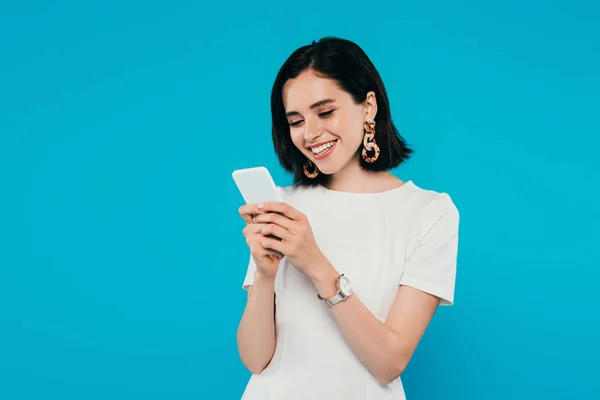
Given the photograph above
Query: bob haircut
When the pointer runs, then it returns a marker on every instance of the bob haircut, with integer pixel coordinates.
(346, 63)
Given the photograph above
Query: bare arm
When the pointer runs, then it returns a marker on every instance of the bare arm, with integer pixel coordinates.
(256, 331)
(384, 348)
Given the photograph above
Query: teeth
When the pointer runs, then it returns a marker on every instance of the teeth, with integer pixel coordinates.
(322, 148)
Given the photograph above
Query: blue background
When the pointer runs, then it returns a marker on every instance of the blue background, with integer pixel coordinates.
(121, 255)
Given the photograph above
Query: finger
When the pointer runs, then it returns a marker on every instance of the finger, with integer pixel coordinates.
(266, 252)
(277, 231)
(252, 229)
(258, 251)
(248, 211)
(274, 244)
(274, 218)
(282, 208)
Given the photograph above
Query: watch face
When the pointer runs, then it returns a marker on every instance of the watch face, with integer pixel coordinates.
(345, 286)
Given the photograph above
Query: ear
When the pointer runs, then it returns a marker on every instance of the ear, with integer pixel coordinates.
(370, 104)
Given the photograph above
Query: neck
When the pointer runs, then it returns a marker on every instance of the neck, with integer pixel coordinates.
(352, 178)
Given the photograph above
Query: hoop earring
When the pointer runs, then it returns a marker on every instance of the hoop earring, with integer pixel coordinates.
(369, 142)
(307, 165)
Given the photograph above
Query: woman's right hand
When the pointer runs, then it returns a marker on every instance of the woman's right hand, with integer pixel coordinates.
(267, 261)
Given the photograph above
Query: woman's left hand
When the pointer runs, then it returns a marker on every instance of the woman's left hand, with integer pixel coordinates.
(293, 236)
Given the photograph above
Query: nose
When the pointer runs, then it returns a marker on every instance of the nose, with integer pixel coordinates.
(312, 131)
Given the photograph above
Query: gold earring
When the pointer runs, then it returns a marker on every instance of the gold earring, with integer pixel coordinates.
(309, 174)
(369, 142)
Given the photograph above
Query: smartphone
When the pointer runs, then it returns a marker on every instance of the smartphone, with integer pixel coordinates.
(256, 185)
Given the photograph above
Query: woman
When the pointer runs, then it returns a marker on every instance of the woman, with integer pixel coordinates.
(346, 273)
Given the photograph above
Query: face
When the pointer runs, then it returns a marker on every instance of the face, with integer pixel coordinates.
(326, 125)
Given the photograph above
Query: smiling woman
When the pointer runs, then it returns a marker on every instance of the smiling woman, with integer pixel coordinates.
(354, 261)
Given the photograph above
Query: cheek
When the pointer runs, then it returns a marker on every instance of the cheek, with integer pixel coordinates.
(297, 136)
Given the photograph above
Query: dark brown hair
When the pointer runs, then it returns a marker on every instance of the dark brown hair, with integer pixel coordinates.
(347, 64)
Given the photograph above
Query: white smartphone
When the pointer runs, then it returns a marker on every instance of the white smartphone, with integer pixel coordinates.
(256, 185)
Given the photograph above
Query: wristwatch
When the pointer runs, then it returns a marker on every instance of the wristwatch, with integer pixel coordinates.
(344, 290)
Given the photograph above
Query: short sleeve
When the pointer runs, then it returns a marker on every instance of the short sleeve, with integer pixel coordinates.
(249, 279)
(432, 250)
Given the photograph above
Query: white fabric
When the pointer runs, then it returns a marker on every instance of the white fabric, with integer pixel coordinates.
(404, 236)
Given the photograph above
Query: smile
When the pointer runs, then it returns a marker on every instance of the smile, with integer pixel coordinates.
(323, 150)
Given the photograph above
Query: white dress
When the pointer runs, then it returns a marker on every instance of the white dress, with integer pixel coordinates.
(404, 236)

Task item =
Each line from the beginning of the entries up to and including the one containing "Query: blue background" must be restated exactly. Pictures are to be left out.

Expected output =
Given the photograph above
Query: bob haircut
When the pointer runs, then it returns a marker on every instance of the bob haircut, with integer pixel coordinates.
(346, 63)
Given the photograph above
Query: bare arm
When the pointer runs, then it returns a marker on every instance of the bare arm, with integer pixel coordinates.
(256, 331)
(384, 348)
Given the photograph above
Query: teeth
When the pointer runs, then it returns a marker on every instance of the teeth, with integer pixel coordinates.
(322, 148)
Given the photograph above
Query: blue background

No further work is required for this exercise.